* EXERCISE DETAILS *
Do not include the pictures; repeat the rest of the data exactly.

* INPUT FOR THIS TASK *
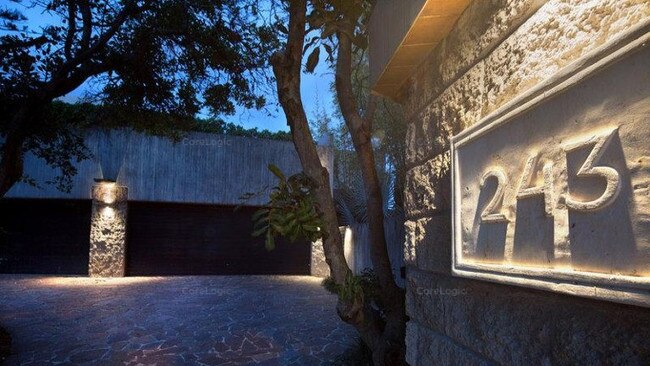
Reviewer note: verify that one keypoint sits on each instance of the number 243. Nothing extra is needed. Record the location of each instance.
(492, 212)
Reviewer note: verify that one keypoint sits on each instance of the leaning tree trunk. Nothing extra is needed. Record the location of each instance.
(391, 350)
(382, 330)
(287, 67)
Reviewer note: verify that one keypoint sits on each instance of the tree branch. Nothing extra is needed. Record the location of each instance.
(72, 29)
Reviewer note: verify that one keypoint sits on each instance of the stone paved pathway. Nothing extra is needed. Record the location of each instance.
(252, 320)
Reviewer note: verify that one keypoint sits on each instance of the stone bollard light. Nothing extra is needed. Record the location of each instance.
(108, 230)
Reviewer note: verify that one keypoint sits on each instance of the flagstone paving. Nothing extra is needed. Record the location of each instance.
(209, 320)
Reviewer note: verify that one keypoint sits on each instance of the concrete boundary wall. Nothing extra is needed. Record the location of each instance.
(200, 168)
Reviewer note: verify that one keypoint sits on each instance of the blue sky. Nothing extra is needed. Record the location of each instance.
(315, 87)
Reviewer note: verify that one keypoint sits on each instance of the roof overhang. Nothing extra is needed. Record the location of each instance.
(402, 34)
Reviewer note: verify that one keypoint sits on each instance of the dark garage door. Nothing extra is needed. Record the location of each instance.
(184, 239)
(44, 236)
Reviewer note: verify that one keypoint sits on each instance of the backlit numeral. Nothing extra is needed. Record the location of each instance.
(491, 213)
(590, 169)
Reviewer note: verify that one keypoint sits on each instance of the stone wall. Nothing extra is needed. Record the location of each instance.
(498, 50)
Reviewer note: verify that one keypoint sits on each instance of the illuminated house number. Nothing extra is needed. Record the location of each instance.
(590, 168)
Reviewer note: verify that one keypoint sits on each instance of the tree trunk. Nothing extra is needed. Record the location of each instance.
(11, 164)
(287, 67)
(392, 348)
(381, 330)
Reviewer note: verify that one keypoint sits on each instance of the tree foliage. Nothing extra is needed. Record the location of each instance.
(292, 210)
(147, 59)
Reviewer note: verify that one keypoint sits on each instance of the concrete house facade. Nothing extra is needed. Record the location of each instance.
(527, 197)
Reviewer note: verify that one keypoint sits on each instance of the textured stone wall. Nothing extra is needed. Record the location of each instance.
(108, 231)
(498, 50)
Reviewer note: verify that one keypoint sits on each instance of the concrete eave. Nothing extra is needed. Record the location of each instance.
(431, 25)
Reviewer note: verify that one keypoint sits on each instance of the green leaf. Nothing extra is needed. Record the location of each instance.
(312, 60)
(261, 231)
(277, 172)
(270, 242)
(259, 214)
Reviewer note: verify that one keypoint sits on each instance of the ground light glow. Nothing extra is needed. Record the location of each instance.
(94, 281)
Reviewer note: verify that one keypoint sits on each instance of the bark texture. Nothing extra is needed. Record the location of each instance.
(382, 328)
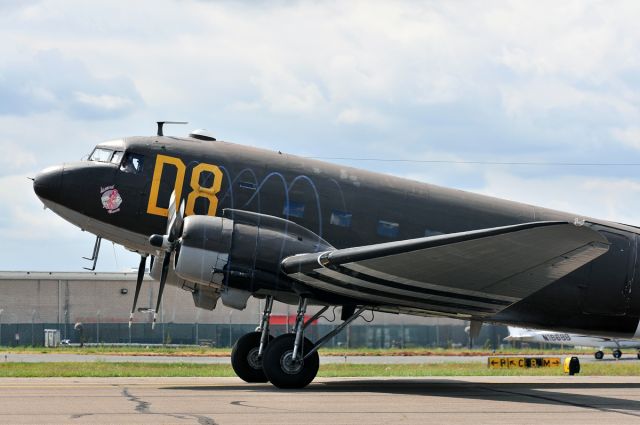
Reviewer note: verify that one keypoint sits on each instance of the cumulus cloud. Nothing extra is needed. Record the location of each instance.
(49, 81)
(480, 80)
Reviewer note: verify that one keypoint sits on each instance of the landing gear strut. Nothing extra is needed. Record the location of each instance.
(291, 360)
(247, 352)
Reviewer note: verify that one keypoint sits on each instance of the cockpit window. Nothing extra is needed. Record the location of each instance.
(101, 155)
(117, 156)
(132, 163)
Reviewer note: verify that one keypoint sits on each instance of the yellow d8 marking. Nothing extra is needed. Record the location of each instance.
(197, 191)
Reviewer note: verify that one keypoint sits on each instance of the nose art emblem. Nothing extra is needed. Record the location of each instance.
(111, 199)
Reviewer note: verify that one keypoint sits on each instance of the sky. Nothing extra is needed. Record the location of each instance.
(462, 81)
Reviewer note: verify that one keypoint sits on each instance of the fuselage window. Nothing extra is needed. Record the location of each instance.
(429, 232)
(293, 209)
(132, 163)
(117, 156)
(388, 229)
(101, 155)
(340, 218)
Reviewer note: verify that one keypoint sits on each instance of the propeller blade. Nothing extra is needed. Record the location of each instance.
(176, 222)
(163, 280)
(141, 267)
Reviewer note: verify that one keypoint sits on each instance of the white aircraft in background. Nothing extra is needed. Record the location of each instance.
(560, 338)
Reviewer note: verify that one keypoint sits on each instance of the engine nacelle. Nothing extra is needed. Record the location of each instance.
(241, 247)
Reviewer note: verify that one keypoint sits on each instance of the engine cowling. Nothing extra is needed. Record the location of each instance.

* ANSWER TO THE TASK *
Reviewer note: verify that one keypoint sits on each instance of the number 243. Nothing extra is needed. Record the location of each instance.
(492, 212)
Reviewer note: verify that one keypoint sits on each instance of the leaning tree trunk. Nothing extra is needed. Record the location of each instance.
(391, 350)
(382, 330)
(287, 67)
Reviewer note: verify that one keypoint sits on each instance of the tree branch. Nothing extra is needed. Record the location of each instance.
(72, 29)
Reviewer note: verify that one keypoint sits on each instance of the stone paved pathway. Nothing extra is needed. Record the location of each instance.
(252, 320)
Reviewer note: verify that one keypoint sits on each instance of the stone bollard light. Nothing extra is needed. Record the location of each instance.
(108, 230)
Reviewer note: verify that one keypoint sits on each instance of the flagstone paving. Nothing extra is needed. Record the location of each instance.
(209, 320)
Reviewer note: verify that one keypoint sits on each instance of the concrete boundary wall. Nothing extra is needed. Record the location of each instance.
(200, 168)
Reviewer note: verify that one keypoint sits on each instance of the blue sky. Nothing extra is needed. Record the location of each instance.
(315, 87)
Reviewer note: verify that one keypoint sits on each instance of the roof overhang. Nothing extra is needed. Record the location of each instance.
(402, 34)
Reviewer note: verify that one keypoint sits on each instance of the dark garage door. Nothing extra is needed. Record the location of each instance.
(184, 239)
(44, 236)
Reviewer note: verify that one keypoint sits on each instance of the backlit numeral. Nothing extra is needed. Record the location of each instance.
(491, 213)
(590, 169)
Reviewer note: verify that one keypoint sits on each instance of the stone wall. Nothing extra is needed. Record the location of each instance.
(498, 50)
Reviewer note: verify that one keypoint sits on each instance of the illuminated house number. Nothing extra is needed. Record the location of each instance.
(590, 168)
Reviewer note: verify that one keypoint sits on each instance of the tree trunk. Nothing extra is needed. Record the location of each instance.
(11, 164)
(287, 67)
(392, 348)
(381, 330)
Reviewer note: verify that one keypoint sits on each instance of the tree foliage. Nothing extra is needed. Record the location of each instance.
(292, 210)
(147, 59)
Reviewer note: verify that one keypoint sits on each instance of the concrete house facade. Nothing extra is needed. Record the location of each instance.
(527, 197)
Reviewer note: verify that one keypoint sits on each instance of the textured stone wall. Nothing extra is needed. Record the location of each instance.
(108, 231)
(498, 50)
Reviewer note: verify that one keypoint sits on each instance of the concrete eave. Nothing extra is needed. Record the location of each instance.
(431, 25)
Reviewer note: verify that one keypoint sits on each instance of the green leaf. Nothing extra is needed. Record the location of each instance.
(312, 60)
(261, 231)
(277, 172)
(270, 242)
(259, 214)
Reviewer note: verify that one keypoint sits on each instance of the ground light glow. Nothing extra is needed. Record the location of each instance.
(94, 281)
Reviewer note: verify that one keypoint sits on each instance of the bark texture. Nothing extra is needed. Record the location of each instance.
(382, 328)
Reviewer note: verify that one keypoint sits on each instance of the cumulus cloud. Nothing extra is needed. Record the location of each instance.
(49, 81)
(480, 80)
Reviewer note: verify that one keypoint sits on each instance of the landing gear strut. Nothing extra is needed. Record the location of each instance.
(291, 360)
(247, 352)
Reviewer note: verify that one keypoint sits on each instance of the cockpit window. Nothing extra is needed. Record the location of each instance.
(101, 155)
(117, 156)
(132, 163)
Reviewer note: verify that one keypoint sits on each instance of the yellow d8 marking. Nothing extra is needed. Record the location of each instance.
(197, 191)
Reviewer note: verify that one keypoint sits on each instance of the nose art emblem. Nothing extra is needed. Record the location of each instance.
(111, 199)
Reviewer note: verify that one keypoint sits on each instance of the sky. Nothing extra is needed. Record the location of each instance.
(462, 81)
Reviewer note: verify that one keypoint sits on each instance of the fuselage window. Nothing extra is needed. Record the location of each instance.
(429, 232)
(293, 209)
(132, 163)
(117, 156)
(388, 229)
(101, 155)
(340, 218)
Reviewer note: verify that one keypoint sits on each instance of the propeller blade. Nothing extra is needed. Record the location of each instance.
(176, 222)
(163, 280)
(141, 267)
Reviewer note: verify that one keypoint sits on each instance of the white aircraft in background. Nothing extra is needed. Record the location of each instance.
(560, 338)
Reviewer note: verify that one keypoint sits on each instance of the engine nacelle. Nothing extra is needed. Record the location of each instance.
(241, 247)
Reviewer note: verify that one keypoint sits on each instance of the engine cowling. Nothing extra is needed. Record the location of each instance.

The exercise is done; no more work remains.